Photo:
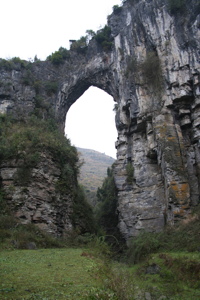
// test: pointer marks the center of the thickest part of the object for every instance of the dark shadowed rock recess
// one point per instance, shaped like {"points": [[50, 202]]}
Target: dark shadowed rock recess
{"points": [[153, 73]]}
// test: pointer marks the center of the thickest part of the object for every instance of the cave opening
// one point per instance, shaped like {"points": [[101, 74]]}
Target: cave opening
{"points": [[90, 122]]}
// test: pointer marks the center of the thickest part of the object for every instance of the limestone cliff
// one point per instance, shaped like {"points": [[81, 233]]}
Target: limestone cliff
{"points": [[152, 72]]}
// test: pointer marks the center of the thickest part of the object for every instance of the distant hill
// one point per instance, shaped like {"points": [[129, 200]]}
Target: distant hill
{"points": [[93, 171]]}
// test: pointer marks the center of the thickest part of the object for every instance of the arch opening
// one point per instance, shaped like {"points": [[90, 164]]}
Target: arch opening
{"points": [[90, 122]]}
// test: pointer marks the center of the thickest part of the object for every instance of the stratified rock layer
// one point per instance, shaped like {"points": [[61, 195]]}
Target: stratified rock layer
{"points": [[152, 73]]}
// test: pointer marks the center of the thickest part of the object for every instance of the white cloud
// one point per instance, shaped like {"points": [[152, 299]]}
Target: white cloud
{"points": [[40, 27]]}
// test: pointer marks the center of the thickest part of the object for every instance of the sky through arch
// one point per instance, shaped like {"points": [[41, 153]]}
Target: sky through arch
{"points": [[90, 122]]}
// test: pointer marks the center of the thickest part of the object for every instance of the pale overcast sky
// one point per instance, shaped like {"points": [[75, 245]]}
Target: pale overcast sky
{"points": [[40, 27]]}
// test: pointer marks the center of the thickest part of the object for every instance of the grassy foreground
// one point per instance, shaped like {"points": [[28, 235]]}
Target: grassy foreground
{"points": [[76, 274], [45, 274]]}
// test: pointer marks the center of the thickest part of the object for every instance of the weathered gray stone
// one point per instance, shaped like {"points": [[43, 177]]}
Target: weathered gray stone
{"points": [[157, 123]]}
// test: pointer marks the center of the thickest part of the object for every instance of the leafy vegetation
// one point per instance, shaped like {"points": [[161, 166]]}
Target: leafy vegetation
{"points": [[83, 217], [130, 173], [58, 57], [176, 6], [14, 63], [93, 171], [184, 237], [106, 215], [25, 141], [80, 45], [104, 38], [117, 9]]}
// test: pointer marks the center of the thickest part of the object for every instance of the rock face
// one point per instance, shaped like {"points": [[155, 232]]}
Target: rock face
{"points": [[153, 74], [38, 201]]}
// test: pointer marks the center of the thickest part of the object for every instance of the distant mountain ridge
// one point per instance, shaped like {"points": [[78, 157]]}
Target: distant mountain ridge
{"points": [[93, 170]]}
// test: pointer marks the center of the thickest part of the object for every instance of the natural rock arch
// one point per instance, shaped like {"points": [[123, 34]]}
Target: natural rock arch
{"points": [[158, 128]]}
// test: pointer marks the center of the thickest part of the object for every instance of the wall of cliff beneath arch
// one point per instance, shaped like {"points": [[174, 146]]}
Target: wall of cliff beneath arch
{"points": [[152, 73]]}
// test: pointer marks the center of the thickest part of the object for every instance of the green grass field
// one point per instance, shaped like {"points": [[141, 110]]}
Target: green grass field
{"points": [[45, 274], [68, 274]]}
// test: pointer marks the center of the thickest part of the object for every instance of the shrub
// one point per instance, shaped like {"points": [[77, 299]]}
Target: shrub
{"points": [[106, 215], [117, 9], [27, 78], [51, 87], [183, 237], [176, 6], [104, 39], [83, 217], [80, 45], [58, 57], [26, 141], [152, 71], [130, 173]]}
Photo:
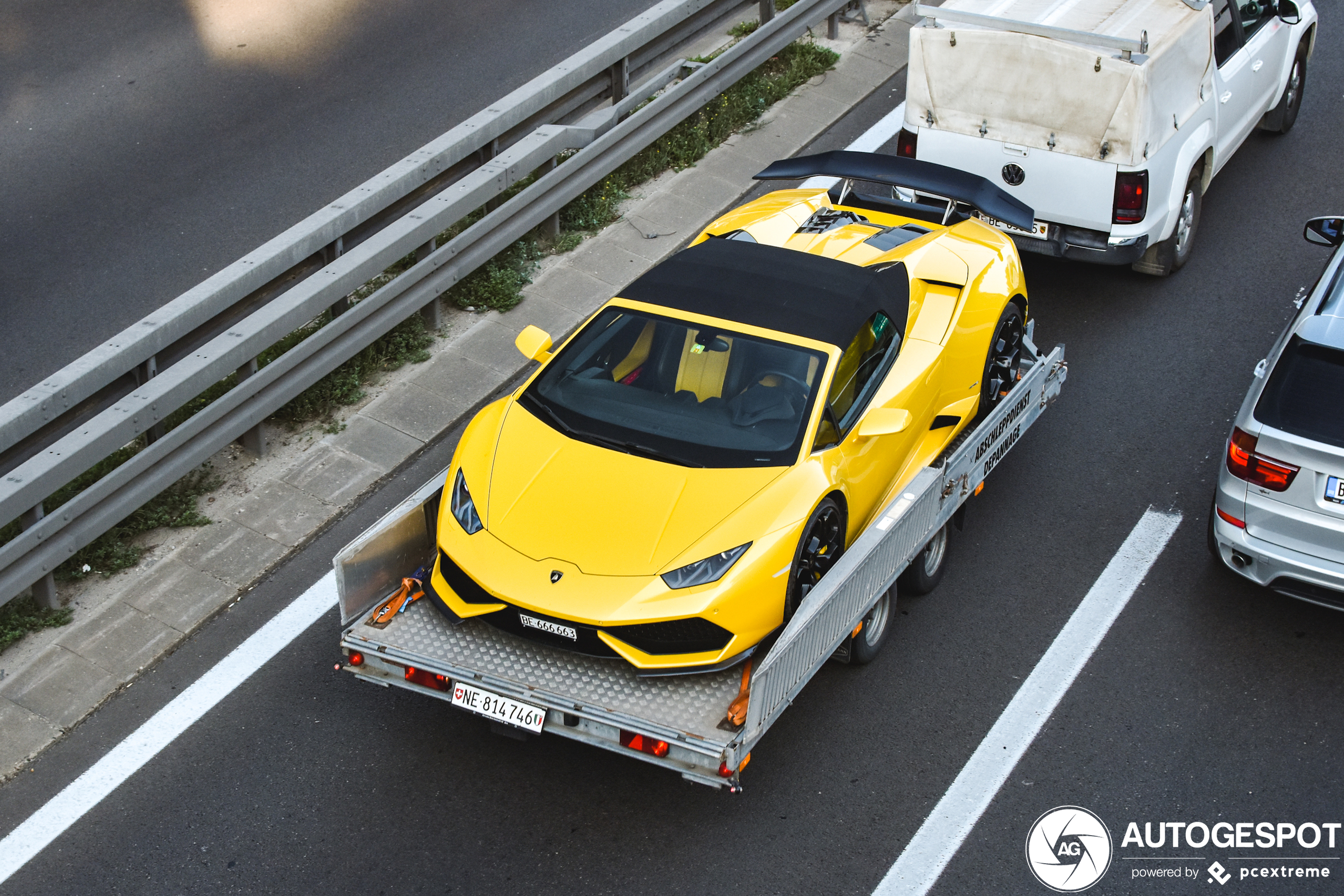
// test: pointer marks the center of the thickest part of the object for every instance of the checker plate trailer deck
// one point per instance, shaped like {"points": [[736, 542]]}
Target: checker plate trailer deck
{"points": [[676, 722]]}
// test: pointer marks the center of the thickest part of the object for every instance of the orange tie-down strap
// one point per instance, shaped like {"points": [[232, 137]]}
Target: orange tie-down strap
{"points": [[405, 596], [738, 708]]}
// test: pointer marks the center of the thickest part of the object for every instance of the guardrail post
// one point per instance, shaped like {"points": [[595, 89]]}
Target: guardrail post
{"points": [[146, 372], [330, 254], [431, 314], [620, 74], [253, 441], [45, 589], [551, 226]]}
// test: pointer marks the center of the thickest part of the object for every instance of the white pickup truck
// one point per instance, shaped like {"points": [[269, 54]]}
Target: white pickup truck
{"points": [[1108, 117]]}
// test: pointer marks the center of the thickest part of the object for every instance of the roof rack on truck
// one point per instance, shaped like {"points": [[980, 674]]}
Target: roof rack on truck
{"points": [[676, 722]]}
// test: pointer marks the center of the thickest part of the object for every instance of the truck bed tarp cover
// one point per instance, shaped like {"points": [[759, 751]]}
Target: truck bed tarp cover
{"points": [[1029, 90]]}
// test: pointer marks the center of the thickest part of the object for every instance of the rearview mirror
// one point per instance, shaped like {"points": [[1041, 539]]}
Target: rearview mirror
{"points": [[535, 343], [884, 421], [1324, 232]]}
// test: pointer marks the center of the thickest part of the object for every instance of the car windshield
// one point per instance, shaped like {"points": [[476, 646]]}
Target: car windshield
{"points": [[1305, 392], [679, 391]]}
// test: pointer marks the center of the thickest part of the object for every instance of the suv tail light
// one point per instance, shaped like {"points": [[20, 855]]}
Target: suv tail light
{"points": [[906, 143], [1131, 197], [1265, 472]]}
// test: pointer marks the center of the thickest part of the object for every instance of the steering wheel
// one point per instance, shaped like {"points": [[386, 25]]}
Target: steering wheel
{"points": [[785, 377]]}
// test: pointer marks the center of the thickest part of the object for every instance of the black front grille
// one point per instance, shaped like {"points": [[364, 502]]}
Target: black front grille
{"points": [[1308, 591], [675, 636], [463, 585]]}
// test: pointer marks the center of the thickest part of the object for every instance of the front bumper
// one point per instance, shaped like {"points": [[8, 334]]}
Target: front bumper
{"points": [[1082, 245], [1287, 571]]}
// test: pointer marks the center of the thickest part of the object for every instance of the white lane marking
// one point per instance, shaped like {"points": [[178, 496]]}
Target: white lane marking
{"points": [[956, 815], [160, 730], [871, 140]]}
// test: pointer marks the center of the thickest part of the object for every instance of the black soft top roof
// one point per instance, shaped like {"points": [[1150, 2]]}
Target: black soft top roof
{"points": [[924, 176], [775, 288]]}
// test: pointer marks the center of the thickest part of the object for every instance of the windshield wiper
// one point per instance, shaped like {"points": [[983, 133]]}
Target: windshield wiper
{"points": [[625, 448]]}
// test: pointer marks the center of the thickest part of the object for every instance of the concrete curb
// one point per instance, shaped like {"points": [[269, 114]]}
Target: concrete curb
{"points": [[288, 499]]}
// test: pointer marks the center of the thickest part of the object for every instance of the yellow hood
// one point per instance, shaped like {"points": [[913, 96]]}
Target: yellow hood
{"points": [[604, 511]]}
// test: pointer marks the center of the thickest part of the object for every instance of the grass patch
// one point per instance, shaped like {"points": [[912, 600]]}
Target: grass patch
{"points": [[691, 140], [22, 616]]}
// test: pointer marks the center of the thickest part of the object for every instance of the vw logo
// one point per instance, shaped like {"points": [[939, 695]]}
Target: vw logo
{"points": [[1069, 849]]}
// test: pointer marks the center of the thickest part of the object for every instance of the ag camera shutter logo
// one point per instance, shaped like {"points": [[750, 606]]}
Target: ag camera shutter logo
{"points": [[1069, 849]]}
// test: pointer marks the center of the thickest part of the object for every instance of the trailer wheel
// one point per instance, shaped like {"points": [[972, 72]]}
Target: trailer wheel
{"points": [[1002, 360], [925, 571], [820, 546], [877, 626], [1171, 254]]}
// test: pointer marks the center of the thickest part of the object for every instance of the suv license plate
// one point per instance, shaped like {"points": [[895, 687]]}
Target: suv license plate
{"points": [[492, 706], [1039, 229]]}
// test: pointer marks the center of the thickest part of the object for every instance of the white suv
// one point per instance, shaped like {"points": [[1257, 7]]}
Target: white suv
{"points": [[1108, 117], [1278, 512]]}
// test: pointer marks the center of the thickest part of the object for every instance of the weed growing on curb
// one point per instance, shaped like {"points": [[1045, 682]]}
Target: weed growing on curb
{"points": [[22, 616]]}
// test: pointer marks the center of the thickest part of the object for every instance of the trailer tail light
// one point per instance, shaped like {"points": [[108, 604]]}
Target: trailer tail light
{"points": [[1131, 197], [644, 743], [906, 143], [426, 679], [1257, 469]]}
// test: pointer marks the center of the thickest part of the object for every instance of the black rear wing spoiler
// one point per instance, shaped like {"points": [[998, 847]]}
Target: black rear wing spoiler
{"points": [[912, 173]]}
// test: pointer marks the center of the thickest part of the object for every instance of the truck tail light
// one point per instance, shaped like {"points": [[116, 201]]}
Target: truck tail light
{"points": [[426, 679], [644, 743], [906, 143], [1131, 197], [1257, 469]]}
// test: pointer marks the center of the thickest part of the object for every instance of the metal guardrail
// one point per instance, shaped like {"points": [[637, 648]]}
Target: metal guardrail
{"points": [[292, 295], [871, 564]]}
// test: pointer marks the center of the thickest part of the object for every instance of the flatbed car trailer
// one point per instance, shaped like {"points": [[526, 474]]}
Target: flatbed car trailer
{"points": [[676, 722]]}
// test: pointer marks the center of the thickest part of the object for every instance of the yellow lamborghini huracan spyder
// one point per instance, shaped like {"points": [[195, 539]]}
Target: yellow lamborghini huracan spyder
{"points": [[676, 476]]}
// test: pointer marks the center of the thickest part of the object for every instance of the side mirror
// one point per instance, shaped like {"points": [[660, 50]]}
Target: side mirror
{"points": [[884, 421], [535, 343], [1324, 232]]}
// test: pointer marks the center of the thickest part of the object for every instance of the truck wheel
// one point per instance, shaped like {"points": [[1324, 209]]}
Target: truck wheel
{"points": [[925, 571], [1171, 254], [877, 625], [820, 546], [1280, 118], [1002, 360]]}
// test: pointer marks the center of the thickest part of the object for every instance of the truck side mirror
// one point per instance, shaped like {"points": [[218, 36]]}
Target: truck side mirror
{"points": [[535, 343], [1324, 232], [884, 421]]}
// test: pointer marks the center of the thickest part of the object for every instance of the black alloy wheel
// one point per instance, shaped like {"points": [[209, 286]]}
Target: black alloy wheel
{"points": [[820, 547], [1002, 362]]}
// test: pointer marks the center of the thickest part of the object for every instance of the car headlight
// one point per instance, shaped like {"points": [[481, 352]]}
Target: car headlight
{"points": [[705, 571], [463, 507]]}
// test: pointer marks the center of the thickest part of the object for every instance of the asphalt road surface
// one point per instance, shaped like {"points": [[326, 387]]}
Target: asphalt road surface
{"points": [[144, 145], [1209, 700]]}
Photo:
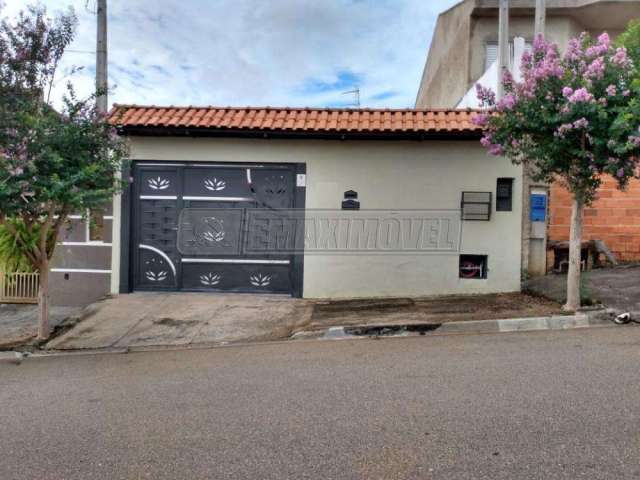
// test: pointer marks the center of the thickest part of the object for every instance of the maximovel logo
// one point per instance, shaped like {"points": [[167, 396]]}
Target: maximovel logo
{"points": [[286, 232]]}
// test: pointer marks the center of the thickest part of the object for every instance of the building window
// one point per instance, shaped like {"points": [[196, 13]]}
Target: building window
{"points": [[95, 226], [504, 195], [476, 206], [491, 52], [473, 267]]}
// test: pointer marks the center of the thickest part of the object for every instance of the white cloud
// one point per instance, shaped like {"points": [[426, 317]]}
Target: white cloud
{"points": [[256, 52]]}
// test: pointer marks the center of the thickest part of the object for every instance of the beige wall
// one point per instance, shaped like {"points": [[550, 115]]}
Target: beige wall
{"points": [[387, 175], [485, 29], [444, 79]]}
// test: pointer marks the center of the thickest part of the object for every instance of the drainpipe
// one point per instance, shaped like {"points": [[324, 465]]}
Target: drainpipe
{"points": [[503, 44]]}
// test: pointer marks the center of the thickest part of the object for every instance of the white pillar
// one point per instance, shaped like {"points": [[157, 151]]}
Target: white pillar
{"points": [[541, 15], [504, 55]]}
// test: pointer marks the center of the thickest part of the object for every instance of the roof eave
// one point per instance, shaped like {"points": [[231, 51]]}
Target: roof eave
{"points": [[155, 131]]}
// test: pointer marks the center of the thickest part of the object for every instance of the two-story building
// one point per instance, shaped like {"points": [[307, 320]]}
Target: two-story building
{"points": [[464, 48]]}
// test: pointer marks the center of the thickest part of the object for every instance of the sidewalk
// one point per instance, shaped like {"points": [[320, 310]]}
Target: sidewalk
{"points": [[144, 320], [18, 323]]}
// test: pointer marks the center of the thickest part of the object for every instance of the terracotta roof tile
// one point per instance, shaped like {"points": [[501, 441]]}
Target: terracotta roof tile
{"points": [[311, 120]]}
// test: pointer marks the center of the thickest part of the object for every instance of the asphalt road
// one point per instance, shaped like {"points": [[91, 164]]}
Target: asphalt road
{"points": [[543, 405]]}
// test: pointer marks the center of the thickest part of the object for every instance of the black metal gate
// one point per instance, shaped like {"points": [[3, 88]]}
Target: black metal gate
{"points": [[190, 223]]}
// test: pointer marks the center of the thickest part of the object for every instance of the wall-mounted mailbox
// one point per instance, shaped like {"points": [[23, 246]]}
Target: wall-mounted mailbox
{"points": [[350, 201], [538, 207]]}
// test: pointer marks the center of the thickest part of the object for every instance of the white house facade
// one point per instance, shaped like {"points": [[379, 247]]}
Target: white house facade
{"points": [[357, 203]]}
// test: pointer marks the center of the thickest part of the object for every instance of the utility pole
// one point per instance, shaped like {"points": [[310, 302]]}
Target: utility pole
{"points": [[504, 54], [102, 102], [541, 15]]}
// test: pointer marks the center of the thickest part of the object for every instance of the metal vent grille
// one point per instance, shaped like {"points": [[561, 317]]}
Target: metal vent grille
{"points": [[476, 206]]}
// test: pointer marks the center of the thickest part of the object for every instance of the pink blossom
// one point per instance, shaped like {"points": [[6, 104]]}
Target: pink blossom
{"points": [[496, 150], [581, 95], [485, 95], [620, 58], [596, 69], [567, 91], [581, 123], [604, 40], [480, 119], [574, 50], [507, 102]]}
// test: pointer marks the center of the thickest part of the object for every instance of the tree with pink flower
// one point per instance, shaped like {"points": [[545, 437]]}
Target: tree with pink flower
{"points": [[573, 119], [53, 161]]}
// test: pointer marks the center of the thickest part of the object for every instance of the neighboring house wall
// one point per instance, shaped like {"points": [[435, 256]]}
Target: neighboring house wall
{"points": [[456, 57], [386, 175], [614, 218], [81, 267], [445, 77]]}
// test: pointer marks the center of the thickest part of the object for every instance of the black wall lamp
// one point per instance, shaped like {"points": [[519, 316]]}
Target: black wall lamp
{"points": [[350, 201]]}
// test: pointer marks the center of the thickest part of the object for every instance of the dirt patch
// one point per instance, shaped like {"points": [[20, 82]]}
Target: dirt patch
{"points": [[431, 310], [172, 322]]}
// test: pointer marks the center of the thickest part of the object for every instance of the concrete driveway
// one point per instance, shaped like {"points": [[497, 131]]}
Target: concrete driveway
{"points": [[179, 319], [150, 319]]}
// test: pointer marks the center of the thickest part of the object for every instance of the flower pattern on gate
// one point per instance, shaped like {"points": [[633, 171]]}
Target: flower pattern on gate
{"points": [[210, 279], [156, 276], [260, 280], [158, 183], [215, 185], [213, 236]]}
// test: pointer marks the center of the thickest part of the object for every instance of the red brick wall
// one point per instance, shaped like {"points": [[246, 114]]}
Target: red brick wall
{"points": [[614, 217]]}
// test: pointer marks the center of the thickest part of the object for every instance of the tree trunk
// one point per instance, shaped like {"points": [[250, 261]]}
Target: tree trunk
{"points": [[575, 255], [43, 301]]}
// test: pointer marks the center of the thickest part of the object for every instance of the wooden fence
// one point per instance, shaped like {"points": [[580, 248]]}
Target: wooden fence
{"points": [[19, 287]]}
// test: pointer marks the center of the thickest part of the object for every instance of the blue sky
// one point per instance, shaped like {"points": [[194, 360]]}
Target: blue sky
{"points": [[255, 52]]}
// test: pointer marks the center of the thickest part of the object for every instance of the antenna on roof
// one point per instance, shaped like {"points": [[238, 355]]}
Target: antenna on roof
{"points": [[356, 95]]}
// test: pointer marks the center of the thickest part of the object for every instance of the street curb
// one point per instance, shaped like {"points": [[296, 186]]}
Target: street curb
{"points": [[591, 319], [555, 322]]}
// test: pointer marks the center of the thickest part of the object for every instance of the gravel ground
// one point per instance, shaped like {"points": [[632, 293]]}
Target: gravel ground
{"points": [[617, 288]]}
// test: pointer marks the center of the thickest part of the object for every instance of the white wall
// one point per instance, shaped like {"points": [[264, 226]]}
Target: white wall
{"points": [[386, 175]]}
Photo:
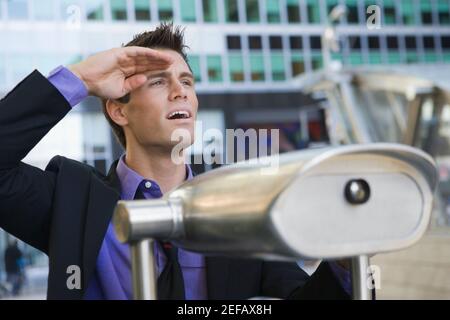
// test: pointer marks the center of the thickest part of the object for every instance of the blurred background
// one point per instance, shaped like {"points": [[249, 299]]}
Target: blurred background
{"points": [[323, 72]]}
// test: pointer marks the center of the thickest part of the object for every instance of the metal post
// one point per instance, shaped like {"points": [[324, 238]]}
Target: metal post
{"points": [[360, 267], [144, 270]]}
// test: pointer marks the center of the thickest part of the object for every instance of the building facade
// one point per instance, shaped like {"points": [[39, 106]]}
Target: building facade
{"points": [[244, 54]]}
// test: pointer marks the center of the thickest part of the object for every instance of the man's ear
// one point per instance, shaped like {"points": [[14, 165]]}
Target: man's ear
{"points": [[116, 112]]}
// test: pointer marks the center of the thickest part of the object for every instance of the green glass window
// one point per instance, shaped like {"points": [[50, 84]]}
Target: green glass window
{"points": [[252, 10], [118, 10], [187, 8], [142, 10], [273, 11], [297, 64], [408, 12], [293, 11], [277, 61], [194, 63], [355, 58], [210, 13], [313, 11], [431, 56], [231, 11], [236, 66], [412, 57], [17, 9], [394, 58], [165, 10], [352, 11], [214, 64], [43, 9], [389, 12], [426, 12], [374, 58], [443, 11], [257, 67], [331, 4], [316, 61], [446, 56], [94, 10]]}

========

- [Problem details]
Only the lines from the one containing "the man's ear" to the end of the records should be repeated, exactly as they appear.

- [Exercise answer]
// test: pointer marks the center of the thickest part of the object for every instance of the man's ear
// one point per instance, shaped like {"points": [[14, 165]]}
Target: man's ear
{"points": [[116, 112]]}
// test: pointer marks the center of the thickest part of the object for every instance of the green glass window
// one point per instance, shaped like {"points": [[50, 84]]}
Target: green glass window
{"points": [[252, 10], [118, 10], [187, 8], [142, 10], [273, 11], [297, 64], [408, 12], [293, 11], [277, 61], [194, 63], [355, 58], [210, 13], [313, 11], [431, 56], [231, 11], [236, 66], [412, 57], [17, 9], [394, 58], [165, 10], [352, 11], [214, 64], [43, 9], [389, 12], [426, 12], [374, 58], [443, 11], [257, 67], [331, 4], [316, 61], [446, 56], [94, 10]]}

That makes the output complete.